**TASK:** Reproduce every one of the following records verbatim, line for line, and omit the pictures from your reply.

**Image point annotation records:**

┏━━

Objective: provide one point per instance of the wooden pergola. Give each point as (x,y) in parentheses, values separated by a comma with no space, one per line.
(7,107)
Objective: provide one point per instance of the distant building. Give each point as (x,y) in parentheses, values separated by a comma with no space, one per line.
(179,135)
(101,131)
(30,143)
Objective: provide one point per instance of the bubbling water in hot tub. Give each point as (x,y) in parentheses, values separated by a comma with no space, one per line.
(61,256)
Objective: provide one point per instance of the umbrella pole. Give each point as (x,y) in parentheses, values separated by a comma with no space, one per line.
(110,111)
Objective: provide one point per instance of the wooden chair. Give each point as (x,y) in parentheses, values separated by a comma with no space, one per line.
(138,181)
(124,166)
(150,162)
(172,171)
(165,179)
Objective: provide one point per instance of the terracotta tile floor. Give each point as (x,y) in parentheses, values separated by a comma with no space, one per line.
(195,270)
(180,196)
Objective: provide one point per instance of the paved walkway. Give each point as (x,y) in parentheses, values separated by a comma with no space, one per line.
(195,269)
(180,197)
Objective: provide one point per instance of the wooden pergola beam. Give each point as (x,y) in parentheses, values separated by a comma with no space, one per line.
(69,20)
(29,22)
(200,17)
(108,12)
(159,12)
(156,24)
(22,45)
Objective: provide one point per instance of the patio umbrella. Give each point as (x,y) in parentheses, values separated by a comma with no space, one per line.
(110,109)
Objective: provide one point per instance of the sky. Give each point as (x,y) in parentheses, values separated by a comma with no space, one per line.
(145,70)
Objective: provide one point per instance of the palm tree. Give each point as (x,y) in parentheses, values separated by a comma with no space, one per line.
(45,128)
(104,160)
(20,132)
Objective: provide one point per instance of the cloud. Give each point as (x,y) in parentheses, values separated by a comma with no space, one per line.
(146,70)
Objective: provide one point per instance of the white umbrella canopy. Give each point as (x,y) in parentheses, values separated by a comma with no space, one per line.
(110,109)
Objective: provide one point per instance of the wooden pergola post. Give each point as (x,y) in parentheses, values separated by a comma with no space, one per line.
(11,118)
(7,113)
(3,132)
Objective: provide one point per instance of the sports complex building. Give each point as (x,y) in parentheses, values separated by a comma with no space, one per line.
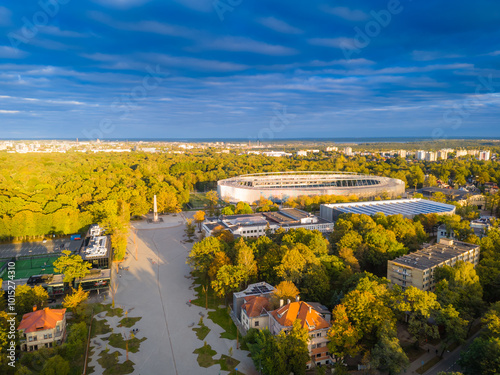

┗━━

**EXPECTED ANSWER:**
Objective: provide one point per instance of the wooden pergola. Give each point as (x,y) in parentheses, values separated by a comma with no space, one per line.
(7,107)
Objective: provide one point per instance of the distant building. Give each point as (x,y) in parentheses, values separated by a comma with no space, one per line.
(179,135)
(101,131)
(30,143)
Objective: provide one point per instance of the bubbling water in hot tub. Give each point as (x,y) in parentheses, values separated by a comma with no space, one per line.
(61,256)
Objective: provide one point per instance of the umbrella pole. Give each point as (x,y) in parentheses, values separated by a comma with no space, one per line.
(110,111)
Objective: provide one point per instance of the wooden chair. Give each point as (x,y) in parentheses, values separated by a comma with no space, one per line.
(138,181)
(124,166)
(150,162)
(172,171)
(165,179)
Objective: provide one point per instance of the terracotta tile floor. Give each point as (x,y) in parentheses, values separated by a comma with no space, one per line.
(195,270)
(180,196)
Objective: provide one point per instance of the paved walkway. Give each point as (x,y) in parentheses, values separated by a comma with no space, one per line.
(195,269)
(180,197)
Objective: provide one point per instance of the wooden pergola beam. Give each point as (x,y) in parentheses, values separated by a comma with no space, one per line.
(69,20)
(29,22)
(200,17)
(108,12)
(159,12)
(156,24)
(22,45)
Objective: provide one point per instance of the patio umbrella. Give each point as (x,y) in parentheses, values separated by a comma with no space, one per line.
(110,109)
Objective: provide one point per instance of the sky. Give each point as (x,y) in parentheses, values separated by a comma with no space, one per line.
(145,70)
Objective: provide one point per instance of the palm tree. Give each point as (x,y) in parentheses, values separated by a comma with no space, one per line.
(45,128)
(104,160)
(20,132)
Objective: provide one point per instance of the cloud. Give each point as (x,y) in parentheses, values separated by a comma with no space, one per line.
(146,70)
Objective: provide one point per instance of the white umbrella canopy. Give each point as (x,y) in parentheses, values separated by a comma with no space, one per line.
(110,109)
Objective: provide one point per instance of the wooden pergola post. Give each point as (x,y) in parentheses, values separated by a comma with no space, one per line.
(11,118)
(7,113)
(3,132)
Objective: provide one point per instance of the sports complex building. Give each point as (x,y) in parentheses, values separated by a comma with no space, one per line.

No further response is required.